Excerpted text:

^^^^^^^^^^^^^^^^

[Mpi3-ft] New FT API

Fri Aug 12 09:15:47 CDT 2011

Comments inline below.

On Thu, Aug 11, 2011 at 3:48 PM, Darius Buntinas <buntinas at mcs.anl.gov> wrote:
>
> Hi Josh,
>
> Thanks for you comments, I made mine inline.
>
> On Aug 10, 2011, at 4:29 PM, Josh Hursey wrote:
>
>> Thanks for getting that new interface going. I have some notes below
>> for discussion.
>>
>> -- Josh
>>
>>
>> - Should we rename MPI_COMM_GET_FAILED to MPI_COMM_GROUP_FAILED() to
>> better match the MPI_Comm_group() signature?
>
> I'd be OK with that.
>
>> - Should we add an optional MPI_Info parameter to the
>> MPI_Comm_get_failed() operation to allow for implementation specific
>> optimizations - similar to what we had with the 'mask' in the previous
>> proposal.
>
> I looked through both the ticket276 document and the wiki but couldn't find a list of valid masks, so I'm not sure how it would be used.  The one mask I did see was "new", but that should be determined using MPI_GROUP_DIFFERENCE to avoid a race.  What were the other mask values we were considering?

^^^^^^^^^^^^^^^^

Provided material:
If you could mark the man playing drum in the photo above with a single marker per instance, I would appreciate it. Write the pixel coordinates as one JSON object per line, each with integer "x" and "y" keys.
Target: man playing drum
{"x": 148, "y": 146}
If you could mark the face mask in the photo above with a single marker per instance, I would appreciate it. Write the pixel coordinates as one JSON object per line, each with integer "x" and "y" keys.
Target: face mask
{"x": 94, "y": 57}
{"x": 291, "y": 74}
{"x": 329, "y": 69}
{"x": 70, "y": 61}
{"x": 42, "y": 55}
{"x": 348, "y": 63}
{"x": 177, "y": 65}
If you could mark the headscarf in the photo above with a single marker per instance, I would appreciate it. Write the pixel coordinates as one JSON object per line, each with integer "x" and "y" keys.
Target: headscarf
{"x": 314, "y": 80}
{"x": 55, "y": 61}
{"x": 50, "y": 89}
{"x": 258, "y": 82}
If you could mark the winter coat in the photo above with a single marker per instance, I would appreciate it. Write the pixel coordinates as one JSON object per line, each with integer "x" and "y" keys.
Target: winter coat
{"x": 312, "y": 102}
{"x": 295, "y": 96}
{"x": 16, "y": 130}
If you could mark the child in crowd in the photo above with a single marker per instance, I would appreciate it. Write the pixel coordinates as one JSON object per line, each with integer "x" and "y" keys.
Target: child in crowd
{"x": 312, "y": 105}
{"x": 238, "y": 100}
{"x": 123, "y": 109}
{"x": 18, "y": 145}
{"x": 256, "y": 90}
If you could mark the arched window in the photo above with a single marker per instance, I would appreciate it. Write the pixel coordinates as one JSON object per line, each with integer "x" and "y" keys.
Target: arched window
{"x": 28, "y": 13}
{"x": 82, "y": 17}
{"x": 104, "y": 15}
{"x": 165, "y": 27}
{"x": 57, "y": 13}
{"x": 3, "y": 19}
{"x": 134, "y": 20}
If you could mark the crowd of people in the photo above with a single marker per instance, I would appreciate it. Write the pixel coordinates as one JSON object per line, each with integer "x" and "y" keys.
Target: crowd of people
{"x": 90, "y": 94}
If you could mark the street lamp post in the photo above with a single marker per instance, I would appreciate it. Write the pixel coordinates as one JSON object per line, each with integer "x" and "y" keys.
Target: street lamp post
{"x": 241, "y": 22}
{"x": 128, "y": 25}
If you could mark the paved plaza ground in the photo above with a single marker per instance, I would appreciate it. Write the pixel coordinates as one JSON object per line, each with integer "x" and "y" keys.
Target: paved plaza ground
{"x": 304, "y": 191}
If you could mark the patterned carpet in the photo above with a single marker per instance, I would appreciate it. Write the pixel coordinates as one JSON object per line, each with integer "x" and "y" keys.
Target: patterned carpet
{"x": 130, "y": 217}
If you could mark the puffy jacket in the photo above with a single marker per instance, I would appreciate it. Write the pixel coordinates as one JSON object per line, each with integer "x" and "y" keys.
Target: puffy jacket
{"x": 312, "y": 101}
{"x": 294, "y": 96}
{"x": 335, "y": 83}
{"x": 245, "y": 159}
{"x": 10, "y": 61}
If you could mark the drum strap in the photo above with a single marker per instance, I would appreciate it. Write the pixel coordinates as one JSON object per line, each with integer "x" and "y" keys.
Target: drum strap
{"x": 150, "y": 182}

^^^^^^^^^^^^^^^^

Challenges:
1) From the MPI fault-tolerance thread above, reproduce verbatim the passage that opens with the words containing "Comments inline below." and closes with "made mine inline.".
2) Write a continuation of the mailing-list discussion about the new MPI fault-tolerance API, picking up right after its final sentence.

Answers to the exercises:
1)
Comments inline below.

On Thu, Aug 11, 2011 at 3:48 PM, Darius Buntinas <buntinas at mcs.anl.gov> wrote:
>
> Hi Josh,
>
> Thanks for you comments, I made mine inline.

2)
I'm ok with dropping it, but I just wanted to note that the mask
introduced a path for implementations to help the users manage large
lists of processes by categorizing them in some non-standard way.
However, the new/old mask was the driving use case, and we have a
different way to do that. So I would keep it out for now, unless
others have use cases.

>
>> - What should we do for intercommunicators?
>> A) Should we expand the signature of MPI_Comm_get_failed to return
>> both the failed set for both the local and remote groups?
>> MPI_Comm_get_failed(comm, local_grp, remote_grp)
>> B) Should MPI_Comm_get_failed only return the remote group for
>> intercommunicators, and force the user to MPI_Comm_group() to get the
>> local group then call a MPI_Group_get_failed() to get the subset of
>> failures?
>> C) Add a MPI_Comm_get_failed_remote(comm, grp) that would return the
>> failures in the remote group, and MPI_Comm_get_failed() would only
>> ever return the failures in the local list.
>> D) Something else?
>
> I think we want C.  If we want to parallel mpi_comm_group, we can have mpi_comm_group_failed return the failed processes in the local group, then have the mpi_comm_remote_group_failed to return the failed processes in the remote group (like mpi_comm_remote_group).

I like (C) the best as well. I agree that it fits best with the
current standard.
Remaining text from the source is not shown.